**Страница:**

Венок поэту: Игорь Северянин — страница 4 из 8

Не понял Северянина даже такой крупный его современник как Валерий Брюсов.

Полагаю, что даже те, кто оказывал поэту восторженный прием, подпадая под магию его стиха, все же не осознавали подлинной его глубины.

Не хочу быть понятым превратно: дескать, я понимаю, а все остальные не понимают; увы, я лишь интуитивно чувствую, что эту загадку мы пока не разгадали. Да впрочем, художник такого масштаба в принципе непостижим до конца — в этом суть подлинного величия.

К тому же и сам Игорь Северянин предвидел, что истинное его понимание требует времени, он сознавал, что его появление, как возникновение всякого ЯВЛЕНИЯ, не может быть в должной мере оценено современниками.

Он знал, что его время придет, но о скорой встрече и не мечтал, прозревая, однако, неизбежную, но «долгую» (подразумевая, видимо, хоть и не скорую, но вечную) встречу:

До долгой встречи! В беззаконие

Веротерпимость хороша.

В ненастный день взойдет, как солнце,

Моя вселенская душа!

**Условия задания:**
Повторите без изменений отрывок страницы о Северянине от слов «Не понял Северянина» до слов «подлинной его глубины.». Строки дальше — отдельный материал, со страницей они не связаны.

**Строки набора данных:**
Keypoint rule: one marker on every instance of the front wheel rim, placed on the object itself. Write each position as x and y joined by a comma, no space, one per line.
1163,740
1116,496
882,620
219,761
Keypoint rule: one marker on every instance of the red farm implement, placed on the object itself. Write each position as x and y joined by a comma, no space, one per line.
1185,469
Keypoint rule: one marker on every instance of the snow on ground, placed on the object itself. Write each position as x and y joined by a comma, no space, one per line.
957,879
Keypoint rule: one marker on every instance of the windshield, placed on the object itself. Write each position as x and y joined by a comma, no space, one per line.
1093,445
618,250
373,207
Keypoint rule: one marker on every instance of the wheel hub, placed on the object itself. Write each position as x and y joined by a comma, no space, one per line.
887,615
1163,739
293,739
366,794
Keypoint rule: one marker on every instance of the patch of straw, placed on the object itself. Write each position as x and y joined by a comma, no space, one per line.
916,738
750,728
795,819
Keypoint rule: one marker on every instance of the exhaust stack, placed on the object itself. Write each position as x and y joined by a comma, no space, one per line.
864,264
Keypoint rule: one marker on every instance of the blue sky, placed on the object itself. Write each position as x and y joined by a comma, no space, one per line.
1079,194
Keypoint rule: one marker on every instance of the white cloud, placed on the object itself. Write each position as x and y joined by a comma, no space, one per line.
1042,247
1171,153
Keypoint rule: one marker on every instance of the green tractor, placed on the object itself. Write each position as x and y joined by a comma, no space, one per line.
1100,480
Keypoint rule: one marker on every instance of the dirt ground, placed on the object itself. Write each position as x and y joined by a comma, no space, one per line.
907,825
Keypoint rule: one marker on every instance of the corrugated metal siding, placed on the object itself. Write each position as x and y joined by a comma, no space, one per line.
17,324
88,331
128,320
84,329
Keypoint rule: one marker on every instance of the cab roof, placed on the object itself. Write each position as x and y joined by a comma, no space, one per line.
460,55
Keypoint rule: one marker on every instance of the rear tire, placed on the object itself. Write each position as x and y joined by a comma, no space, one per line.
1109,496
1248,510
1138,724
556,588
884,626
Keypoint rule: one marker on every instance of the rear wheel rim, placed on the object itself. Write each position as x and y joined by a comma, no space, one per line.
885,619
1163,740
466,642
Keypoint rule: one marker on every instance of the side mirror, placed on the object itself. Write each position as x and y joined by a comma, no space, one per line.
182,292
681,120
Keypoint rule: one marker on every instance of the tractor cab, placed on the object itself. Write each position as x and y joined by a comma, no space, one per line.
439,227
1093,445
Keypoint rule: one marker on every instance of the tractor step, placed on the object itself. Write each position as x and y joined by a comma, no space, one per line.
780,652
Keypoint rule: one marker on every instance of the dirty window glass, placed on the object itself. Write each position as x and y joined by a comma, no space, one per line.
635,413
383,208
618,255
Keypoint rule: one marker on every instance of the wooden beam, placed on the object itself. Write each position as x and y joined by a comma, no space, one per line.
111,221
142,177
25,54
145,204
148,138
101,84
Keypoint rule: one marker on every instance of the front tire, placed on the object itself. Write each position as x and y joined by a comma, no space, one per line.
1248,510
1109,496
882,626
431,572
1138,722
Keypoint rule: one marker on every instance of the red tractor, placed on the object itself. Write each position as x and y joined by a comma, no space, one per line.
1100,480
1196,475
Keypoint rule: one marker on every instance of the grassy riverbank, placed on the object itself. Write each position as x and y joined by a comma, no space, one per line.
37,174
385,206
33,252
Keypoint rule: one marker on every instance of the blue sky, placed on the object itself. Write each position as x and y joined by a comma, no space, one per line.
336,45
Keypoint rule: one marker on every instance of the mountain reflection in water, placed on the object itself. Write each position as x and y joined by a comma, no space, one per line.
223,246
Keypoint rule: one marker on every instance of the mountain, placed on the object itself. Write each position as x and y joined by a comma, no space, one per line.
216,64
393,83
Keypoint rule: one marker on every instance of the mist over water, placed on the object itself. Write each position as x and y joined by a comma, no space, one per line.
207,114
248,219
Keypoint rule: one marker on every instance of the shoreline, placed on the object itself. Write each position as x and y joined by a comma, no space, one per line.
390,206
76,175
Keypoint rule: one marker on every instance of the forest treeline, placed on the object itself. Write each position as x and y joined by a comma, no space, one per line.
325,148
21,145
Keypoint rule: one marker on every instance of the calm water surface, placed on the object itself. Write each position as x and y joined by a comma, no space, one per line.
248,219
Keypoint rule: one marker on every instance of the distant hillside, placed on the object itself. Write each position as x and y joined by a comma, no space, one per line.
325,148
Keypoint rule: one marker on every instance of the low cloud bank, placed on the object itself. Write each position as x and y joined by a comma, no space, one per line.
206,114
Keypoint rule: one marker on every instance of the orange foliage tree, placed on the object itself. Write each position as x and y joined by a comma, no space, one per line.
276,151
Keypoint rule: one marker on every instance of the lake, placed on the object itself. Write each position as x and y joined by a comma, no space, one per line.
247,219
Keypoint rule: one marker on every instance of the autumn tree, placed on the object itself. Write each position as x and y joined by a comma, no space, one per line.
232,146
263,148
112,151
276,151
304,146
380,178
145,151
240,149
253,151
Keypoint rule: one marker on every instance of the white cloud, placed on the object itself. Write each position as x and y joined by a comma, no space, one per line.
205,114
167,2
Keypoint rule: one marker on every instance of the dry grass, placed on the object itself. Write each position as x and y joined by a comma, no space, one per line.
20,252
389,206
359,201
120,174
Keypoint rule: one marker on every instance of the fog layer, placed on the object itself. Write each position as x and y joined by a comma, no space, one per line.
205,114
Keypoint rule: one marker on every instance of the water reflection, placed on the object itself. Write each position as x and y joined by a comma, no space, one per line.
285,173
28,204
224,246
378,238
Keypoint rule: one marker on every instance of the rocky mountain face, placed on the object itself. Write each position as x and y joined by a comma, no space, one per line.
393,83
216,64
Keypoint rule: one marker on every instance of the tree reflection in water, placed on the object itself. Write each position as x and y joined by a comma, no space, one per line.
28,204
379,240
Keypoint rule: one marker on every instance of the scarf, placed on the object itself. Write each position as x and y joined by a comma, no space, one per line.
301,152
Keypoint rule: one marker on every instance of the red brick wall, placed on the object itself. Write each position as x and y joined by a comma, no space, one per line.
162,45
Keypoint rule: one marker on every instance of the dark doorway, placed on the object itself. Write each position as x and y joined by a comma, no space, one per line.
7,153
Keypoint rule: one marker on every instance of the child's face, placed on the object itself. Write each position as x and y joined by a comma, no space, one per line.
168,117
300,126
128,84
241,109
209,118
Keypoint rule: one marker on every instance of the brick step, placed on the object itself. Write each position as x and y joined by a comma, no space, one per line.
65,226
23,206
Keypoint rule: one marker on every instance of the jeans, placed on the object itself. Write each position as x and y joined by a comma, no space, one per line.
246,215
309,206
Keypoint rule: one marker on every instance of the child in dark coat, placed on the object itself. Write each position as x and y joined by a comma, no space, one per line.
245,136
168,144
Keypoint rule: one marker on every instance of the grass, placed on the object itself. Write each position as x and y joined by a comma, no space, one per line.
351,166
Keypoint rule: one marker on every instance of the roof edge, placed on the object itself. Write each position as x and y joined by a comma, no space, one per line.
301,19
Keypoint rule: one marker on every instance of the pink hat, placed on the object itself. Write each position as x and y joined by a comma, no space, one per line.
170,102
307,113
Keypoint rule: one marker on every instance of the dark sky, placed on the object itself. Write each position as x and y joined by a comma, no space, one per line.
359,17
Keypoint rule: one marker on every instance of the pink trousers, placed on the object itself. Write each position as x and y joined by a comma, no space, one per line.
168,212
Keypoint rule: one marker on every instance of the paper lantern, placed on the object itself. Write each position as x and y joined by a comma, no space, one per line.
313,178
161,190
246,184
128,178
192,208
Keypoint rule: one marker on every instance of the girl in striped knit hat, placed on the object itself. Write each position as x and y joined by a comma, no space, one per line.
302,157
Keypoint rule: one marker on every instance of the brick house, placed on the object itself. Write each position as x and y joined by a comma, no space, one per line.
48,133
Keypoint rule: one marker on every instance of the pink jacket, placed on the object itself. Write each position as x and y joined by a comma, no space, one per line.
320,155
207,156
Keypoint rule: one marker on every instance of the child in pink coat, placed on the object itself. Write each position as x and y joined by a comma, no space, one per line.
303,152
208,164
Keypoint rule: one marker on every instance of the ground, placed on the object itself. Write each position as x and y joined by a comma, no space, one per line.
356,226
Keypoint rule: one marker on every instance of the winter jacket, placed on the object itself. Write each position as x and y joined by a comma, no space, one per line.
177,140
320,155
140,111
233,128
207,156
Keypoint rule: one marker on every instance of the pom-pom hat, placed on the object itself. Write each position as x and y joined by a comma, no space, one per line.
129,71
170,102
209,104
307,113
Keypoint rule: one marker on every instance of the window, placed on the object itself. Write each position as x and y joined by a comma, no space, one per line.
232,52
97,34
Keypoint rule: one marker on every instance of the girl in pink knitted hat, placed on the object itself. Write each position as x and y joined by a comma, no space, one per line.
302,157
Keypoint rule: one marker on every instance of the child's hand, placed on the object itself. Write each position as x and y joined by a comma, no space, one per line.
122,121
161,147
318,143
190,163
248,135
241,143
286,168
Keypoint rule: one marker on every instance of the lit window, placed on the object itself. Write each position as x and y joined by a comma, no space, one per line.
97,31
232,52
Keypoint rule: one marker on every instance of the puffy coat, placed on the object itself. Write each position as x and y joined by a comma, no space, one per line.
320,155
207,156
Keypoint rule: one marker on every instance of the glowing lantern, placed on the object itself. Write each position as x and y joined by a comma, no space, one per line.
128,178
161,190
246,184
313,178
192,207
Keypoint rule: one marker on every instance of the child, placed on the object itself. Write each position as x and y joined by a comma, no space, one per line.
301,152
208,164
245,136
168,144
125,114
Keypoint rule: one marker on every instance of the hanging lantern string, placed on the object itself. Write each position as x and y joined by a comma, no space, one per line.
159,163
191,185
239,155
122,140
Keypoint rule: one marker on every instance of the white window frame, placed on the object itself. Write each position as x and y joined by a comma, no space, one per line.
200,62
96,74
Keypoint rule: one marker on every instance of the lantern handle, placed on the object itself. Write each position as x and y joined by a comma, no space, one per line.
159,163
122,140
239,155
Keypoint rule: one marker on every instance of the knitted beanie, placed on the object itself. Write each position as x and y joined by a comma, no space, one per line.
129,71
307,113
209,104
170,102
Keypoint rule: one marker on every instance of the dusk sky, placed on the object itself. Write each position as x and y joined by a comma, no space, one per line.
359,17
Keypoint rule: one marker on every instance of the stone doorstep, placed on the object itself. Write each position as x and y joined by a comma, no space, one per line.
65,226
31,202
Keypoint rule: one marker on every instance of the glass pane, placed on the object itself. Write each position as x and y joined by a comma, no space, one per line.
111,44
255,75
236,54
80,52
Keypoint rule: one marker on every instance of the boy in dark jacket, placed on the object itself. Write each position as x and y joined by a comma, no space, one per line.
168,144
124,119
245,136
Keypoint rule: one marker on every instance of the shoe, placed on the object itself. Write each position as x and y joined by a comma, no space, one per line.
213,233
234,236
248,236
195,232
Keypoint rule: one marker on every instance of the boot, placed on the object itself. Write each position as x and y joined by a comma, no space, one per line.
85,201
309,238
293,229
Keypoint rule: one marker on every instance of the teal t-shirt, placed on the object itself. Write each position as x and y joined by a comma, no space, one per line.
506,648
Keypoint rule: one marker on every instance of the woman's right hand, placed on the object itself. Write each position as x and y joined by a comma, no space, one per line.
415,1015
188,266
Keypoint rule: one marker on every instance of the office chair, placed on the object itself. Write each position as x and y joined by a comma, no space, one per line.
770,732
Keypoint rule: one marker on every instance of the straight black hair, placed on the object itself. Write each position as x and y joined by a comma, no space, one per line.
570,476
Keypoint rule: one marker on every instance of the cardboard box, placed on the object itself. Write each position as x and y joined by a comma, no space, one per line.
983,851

**Решение ниже:**
Не понял Северянина даже такой крупный его современник как Валерий Брюсов.

Полагаю, что даже те, кто оказывал поэту восторженный прием, подпадая под магию его стиха, все же не осознавали подлинной его глубины.